— start of Records provided —
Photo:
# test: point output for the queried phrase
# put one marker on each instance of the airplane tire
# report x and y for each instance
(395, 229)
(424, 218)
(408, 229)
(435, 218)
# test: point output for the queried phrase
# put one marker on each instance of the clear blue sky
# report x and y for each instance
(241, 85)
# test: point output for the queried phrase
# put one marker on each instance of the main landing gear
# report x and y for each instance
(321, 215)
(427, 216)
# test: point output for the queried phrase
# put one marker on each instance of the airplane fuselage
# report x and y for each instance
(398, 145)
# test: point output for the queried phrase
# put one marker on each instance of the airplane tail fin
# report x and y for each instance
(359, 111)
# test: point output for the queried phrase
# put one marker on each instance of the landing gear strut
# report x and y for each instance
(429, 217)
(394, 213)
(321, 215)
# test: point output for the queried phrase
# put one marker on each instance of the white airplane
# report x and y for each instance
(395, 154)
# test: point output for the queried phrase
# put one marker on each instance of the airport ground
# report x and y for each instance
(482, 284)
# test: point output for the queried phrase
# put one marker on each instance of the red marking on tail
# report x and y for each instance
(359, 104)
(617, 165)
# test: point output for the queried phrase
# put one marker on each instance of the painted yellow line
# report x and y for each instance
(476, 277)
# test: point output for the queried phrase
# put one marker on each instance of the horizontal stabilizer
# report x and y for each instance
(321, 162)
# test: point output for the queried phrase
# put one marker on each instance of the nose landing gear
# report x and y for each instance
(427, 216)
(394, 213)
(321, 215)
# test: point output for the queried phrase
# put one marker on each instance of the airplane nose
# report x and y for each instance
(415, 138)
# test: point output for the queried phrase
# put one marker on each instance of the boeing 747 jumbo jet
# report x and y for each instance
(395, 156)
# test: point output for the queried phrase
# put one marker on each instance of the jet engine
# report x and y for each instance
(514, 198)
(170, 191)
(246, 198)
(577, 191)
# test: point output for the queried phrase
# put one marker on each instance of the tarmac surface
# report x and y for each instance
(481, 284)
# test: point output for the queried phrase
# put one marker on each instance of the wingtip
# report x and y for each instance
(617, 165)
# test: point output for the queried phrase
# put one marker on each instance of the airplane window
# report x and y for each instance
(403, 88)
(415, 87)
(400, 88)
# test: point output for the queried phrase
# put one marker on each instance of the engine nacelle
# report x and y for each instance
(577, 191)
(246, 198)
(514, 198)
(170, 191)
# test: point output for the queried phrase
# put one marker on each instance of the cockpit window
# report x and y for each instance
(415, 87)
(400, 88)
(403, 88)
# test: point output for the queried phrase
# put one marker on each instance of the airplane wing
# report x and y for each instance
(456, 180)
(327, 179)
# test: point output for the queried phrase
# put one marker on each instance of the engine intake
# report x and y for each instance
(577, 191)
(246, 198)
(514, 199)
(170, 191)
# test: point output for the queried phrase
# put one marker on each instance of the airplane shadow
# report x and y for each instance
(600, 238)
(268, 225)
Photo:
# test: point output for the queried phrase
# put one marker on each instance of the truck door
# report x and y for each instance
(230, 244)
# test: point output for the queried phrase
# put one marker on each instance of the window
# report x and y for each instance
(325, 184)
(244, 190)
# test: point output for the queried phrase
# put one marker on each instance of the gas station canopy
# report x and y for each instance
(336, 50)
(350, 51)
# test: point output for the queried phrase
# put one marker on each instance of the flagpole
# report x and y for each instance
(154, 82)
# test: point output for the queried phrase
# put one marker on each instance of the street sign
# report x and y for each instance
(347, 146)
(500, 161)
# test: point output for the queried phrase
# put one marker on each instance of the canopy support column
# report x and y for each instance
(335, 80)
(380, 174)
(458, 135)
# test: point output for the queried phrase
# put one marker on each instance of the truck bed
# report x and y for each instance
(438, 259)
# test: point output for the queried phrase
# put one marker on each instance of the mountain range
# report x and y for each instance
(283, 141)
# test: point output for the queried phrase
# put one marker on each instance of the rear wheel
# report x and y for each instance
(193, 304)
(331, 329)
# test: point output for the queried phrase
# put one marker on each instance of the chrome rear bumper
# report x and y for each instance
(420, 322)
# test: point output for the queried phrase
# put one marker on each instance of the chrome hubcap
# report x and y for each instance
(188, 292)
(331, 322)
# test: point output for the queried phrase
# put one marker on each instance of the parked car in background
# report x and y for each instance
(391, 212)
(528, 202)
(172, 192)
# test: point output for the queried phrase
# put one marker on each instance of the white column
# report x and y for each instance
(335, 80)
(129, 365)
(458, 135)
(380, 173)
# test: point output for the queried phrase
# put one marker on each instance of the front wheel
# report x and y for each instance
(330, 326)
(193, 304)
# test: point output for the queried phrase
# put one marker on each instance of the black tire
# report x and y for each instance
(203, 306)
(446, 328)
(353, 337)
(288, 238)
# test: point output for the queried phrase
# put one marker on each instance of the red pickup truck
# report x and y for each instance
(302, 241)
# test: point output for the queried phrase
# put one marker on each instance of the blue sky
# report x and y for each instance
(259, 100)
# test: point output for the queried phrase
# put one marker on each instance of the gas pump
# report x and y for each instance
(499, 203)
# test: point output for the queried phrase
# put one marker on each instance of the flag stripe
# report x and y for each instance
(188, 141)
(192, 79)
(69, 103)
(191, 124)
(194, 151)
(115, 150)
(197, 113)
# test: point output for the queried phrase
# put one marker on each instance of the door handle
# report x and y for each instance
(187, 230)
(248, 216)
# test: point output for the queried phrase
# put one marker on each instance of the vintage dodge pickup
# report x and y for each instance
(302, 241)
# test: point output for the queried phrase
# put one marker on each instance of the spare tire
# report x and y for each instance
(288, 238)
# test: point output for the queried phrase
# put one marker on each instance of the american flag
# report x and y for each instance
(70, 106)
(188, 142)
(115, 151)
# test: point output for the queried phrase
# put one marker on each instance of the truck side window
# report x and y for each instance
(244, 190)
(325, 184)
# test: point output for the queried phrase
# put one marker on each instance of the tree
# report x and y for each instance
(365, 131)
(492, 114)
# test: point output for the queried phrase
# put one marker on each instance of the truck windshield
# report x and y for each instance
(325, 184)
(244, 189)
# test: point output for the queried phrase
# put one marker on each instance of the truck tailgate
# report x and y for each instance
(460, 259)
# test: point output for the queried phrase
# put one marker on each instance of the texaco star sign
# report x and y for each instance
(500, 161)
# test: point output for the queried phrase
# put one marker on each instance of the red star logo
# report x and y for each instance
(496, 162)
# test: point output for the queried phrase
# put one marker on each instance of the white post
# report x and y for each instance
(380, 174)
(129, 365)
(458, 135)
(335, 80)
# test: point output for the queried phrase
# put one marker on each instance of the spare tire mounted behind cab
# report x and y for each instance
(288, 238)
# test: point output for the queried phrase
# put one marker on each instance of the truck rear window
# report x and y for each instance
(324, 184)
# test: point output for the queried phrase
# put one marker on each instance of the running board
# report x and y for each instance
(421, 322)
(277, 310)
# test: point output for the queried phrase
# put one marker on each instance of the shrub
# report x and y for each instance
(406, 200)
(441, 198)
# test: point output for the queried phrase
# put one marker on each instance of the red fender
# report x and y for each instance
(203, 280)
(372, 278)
— end of Records provided —
Reproduce the data in full, exactly as presented.

Photo:
# test: point output for the queried phrase
# put one marker on each instance of the airplane tire
# report x and y for each instance
(395, 229)
(424, 218)
(408, 229)
(435, 218)
# test: point output for the queried phrase
# put one marker on each instance of the clear blue sky
# report x and y for each instance
(241, 85)
# test: point output for the queried phrase
# put one marker on each instance of the main landing gear
# report x and y for each instance
(321, 215)
(427, 216)
# test: point output for the queried phrase
# put one marker on each instance of the airplane fuselage
# report x and y for each instance
(398, 145)
# test: point output for the queried phrase
# put one marker on each instance of the airplane tail fin
# report x and y for each instance
(359, 111)
# test: point output for the queried phrase
# put one marker on each instance of the landing gear strut
# report x and y for each instance
(429, 217)
(394, 213)
(321, 215)
# test: point output for the queried phrase
# put one marker on each instance of the white airplane
# report x and y for each instance
(395, 154)
# test: point output for the queried phrase
# put one marker on each instance of the airport ground
# report x and y for each instance
(482, 284)
# test: point output for the queried phrase
# put one marker on each instance of the red marking on tail
# report x and y for each instance
(359, 104)
(617, 165)
# test: point output for the queried phrase
# put one marker on each instance of the painted yellow line
# report x and y for each instance
(476, 277)
# test: point output for the queried phrase
# put one marker on each instance of the horizontal stabilizer
# report x and y for each instance
(321, 162)
# test: point output for the queried phrase
# put one marker on each instance of the nose landing gear
# report x and y for each instance
(427, 216)
(394, 213)
(321, 215)
# test: point output for the queried phrase
# put one marker on each instance of the airplane nose
# report x and y for each instance
(415, 138)
# test: point output for the queried phrase
# put one marker on each instance of the boeing 747 jumbo jet
# report x and y for each instance
(395, 156)
# test: point output for the queried phrase
# put one marker on each instance of the jet engine
# report x and y for each instance
(514, 198)
(170, 191)
(246, 198)
(577, 191)
# test: point output for the queried phrase
# put one marker on each instance of the tarmac surface
# report x and y for each instance
(481, 284)
# test: point output for the queried phrase
# put one marker on each instance of the wingtip
# report x and y for each instance
(617, 165)
# test: point output for the queried phrase
# put one marker on each instance of the airplane window
# report x and y for each instance
(403, 88)
(415, 87)
(400, 88)
# test: point output for the queried phrase
# put one marker on each instance of the engine nacelle
# report x and y for each instance
(577, 191)
(246, 198)
(514, 198)
(170, 191)
# test: point output for the queried phrase
# put one marker on each instance of the cockpit window
# report x and y for each instance
(415, 87)
(400, 88)
(403, 88)
# test: point output for the queried phrase
# put one marker on each instance of the airplane wing
# report x and y for each instance
(456, 180)
(327, 179)
# test: point output for the queried phrase
# put one marker on each instance of the engine intake
# report x and y for each instance
(577, 191)
(246, 198)
(514, 199)
(170, 191)
# test: point output for the queried phrase
# put one marker on each instance of the airplane shadow
# report x and y for each instance
(600, 238)
(268, 225)
Photo:
# test: point output for the queried phrase
# put one marker on each instance of the truck door
# report x and y for each instance
(230, 244)
# test: point output for the queried phrase
# put one marker on each instance of the window
# report x and y for each instance
(325, 184)
(244, 190)
# test: point output for the queried phrase
# put one marker on each instance of the gas station canopy
# report x and y for each instance
(336, 50)
(350, 51)
# test: point output for the queried phrase
# put one marker on each instance of the flagpole
# report x and y for each instance
(154, 82)
# test: point output for the queried phrase
# put one marker on each instance of the street sign
# report x and y for each instance
(347, 146)
(500, 161)
# test: point output for the queried phrase
# put one marker on each instance of the canopy support column
# report x and y for each instance
(335, 80)
(380, 174)
(458, 135)
# test: point output for the queried phrase
# put one marker on each instance of the truck bed
# report x and y for each instance
(438, 259)
# test: point output for the queried phrase
# put one marker on each instance of the mountain range
# report x and y for each instance
(283, 141)
# test: point output for the queried phrase
# put one marker on each instance of the rear wheel
# report x and y for each instance
(193, 304)
(331, 329)
# test: point output for the queried phrase
# put one marker on each instance of the chrome rear bumper
# report x and y for each instance
(420, 322)
# test: point output for the queried phrase
# put one marker on each instance of the chrome hubcap
# report x and y for each instance
(188, 292)
(331, 322)
# test: point output for the queried phrase
# put one marker on each instance of the parked car in background
# report x and y for each instance
(391, 212)
(528, 202)
(172, 192)
# test: point output for the queried phrase
# put one marker on each instance of the white column
# report x and y for each instance
(335, 80)
(129, 365)
(458, 135)
(380, 173)
# test: point output for the queried phrase
# put one marker on each instance of the front wheel
# report x and y for each instance
(330, 326)
(193, 304)
# test: point output for the queried phrase
# put one marker on each instance of the black tire
# report x and y for each instance
(203, 306)
(446, 328)
(353, 337)
(288, 238)
# test: point output for the queried phrase
# put one marker on each instance of the red pickup truck
# report x and y for each instance
(302, 241)
# test: point output for the queried phrase
# put one marker on each instance of the blue sky
# report x and y for each instance
(259, 100)
# test: point output for the queried phrase
# put one marker on each instance of the gas pump
# report x and y for each instance
(499, 203)
# test: point output for the queried phrase
# put one marker on each instance of the flag stripe
# report x and y for each instance
(188, 141)
(192, 79)
(69, 103)
(191, 124)
(194, 151)
(115, 150)
(197, 113)
# test: point output for the queried phrase
# put one marker on each instance of the door handle
# report x and y for each instance
(187, 230)
(248, 216)
# test: point output for the queried phrase
# put one marker on each instance of the vintage dodge pickup
# report x and y for each instance
(302, 241)
# test: point output for the queried phrase
# put one marker on each instance of the spare tire
# report x and y for each instance
(288, 238)
# test: point output for the queried phrase
# put one marker on each instance of the american flag
# report x and y for each instance
(70, 106)
(188, 142)
(115, 151)
# test: point output for the queried phrase
# put one marker on each instance of the truck side window
# report x and y for each instance
(244, 190)
(325, 184)
# test: point output for the queried phrase
# put one marker on each instance of the tree
# report x and y for each instance
(365, 131)
(492, 114)
# test: point output for the queried phrase
# put one marker on each instance of the truck windshield
# report x and y for each instance
(325, 184)
(244, 189)
# test: point output for the queried phrase
# put one marker on each instance of the truck tailgate
# report x and y for each instance
(460, 259)
# test: point output for the queried phrase
# put one marker on each instance of the texaco star sign
# report x and y for each instance
(500, 161)
# test: point output for the queried phrase
# put one marker on each instance of the red star logo
# report x and y for each instance
(496, 162)
# test: point output for the queried phrase
# put one marker on each instance of the white post
# report x and y for each instance
(380, 174)
(129, 365)
(458, 135)
(335, 80)
# test: point output for the queried phrase
# put one marker on each instance of the spare tire mounted behind cab
# report x and y for each instance
(288, 238)
# test: point output for the queried phrase
# put one marker on each instance of the truck rear window
# report x and y for each instance
(324, 184)
# test: point output for the queried phrase
# put one marker on each instance of the running board
# report x and y for each instance
(421, 322)
(277, 310)
# test: point output for the queried phrase
# put one marker on each instance of the shrub
# report x and y for each instance
(406, 200)
(441, 198)
# test: point output for the queried phrase
# put one marker on each instance of the red fender
# report x and y for each instance
(203, 280)
(372, 278)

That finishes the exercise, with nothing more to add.